:: EXERCISE DETAILS ::
Reproduce this listing from its first line through the line with "Box the businessman.", inclusive, leaving out all that follows.

= Beginning of Section =

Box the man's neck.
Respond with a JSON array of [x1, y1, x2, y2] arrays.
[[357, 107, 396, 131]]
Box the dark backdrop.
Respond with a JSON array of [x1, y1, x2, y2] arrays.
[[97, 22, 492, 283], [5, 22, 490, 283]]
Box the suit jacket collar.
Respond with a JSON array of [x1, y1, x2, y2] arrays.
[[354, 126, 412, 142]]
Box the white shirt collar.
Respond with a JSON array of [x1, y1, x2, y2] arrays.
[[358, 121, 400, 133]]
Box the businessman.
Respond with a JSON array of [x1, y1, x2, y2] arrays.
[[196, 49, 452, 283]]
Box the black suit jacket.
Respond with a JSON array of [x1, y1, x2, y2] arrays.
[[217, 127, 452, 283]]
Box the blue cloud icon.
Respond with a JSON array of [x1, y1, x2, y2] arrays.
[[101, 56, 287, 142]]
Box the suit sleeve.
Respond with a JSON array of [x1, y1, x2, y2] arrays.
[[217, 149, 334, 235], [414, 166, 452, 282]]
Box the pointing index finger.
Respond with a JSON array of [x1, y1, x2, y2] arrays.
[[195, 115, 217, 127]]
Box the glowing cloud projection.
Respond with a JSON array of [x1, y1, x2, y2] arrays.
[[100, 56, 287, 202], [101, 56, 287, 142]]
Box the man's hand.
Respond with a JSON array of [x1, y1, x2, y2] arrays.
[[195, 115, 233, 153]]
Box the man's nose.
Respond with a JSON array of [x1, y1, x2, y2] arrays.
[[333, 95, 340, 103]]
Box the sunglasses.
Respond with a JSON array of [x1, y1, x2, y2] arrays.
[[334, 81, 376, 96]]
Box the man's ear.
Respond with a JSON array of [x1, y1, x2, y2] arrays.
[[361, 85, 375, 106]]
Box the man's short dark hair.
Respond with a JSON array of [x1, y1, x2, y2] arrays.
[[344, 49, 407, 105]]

= End of Section =

:: SOLUTION FOR THIS TASK ::
Box the man's neck.
Respond with a JSON array of [x1, y1, x2, y2] arrays.
[[357, 107, 396, 131]]
Box the dark backdrop.
Respond with a JSON array of [x1, y1, x2, y2] arrays.
[[97, 22, 492, 283], [5, 22, 490, 283]]
Box the suit jacket collar.
Respond with a JSON array of [x1, y1, x2, y2] arrays.
[[354, 126, 412, 142]]
Box the white shirt collar.
Respond with a JSON array of [x1, y1, x2, y2] arrays.
[[358, 121, 400, 133]]
Box the businessman.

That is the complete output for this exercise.